EXERCISE: Which lines in the items below contain the string "steel"? Pick out each one and copy it in full.
━━━━━━
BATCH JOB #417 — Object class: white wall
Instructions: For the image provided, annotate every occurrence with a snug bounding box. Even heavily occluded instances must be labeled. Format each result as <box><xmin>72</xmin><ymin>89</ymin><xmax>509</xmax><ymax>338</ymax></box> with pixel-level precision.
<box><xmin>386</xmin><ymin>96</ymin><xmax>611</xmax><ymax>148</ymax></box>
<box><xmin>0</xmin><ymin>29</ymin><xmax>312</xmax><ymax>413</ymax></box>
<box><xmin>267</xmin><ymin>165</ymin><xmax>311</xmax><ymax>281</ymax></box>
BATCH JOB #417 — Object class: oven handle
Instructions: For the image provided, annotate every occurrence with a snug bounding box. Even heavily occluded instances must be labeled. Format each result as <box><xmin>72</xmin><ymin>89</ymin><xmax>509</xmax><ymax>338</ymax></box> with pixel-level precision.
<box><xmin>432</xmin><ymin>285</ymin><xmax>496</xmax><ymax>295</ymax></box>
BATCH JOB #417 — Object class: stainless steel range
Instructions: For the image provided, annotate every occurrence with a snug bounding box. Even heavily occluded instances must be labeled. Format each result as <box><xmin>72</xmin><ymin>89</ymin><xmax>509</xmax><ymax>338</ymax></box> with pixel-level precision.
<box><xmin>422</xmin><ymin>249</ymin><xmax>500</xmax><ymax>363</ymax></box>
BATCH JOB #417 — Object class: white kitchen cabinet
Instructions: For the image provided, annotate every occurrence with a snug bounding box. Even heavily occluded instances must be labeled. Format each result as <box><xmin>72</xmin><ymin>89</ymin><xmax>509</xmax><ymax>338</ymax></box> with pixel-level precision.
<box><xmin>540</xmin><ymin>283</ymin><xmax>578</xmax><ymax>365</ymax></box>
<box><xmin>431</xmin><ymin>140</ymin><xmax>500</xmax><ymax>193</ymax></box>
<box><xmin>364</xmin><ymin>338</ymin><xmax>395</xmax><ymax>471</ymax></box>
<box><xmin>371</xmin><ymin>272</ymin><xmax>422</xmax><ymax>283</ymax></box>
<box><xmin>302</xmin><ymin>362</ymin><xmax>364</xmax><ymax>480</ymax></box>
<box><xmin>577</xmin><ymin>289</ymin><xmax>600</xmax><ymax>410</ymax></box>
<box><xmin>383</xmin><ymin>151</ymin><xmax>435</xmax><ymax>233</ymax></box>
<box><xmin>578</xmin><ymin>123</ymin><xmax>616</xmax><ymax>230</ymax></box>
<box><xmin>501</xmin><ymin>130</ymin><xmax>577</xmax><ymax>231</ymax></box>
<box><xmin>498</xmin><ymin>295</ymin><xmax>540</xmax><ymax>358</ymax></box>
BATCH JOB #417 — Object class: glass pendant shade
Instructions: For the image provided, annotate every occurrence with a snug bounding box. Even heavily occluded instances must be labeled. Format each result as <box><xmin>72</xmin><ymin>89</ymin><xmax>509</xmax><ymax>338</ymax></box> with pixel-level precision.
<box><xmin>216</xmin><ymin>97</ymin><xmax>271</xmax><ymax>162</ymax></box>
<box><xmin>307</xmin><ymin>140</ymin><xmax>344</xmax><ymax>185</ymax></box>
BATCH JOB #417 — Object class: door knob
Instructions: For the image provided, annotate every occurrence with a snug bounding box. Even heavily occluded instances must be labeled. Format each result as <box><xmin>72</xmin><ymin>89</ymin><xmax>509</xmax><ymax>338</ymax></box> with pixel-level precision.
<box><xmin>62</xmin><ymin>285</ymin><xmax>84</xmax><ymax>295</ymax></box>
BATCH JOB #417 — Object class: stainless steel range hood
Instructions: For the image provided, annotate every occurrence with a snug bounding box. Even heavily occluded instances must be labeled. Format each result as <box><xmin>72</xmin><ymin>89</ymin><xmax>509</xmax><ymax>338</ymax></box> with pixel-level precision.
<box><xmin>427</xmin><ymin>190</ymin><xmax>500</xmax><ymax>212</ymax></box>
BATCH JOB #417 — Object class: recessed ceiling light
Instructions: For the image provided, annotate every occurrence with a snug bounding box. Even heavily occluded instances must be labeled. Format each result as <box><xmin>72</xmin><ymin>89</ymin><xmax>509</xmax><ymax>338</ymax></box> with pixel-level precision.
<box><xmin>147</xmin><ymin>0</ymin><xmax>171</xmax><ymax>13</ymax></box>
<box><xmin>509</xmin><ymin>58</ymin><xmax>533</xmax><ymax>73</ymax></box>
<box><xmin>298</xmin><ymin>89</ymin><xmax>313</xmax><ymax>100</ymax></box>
━━━━━━
ANSWER TO THE PROBLEM:
BATCH JOB #417 — Object class: stainless steel range
BATCH JOB #417 — Object class: stainless steel range hood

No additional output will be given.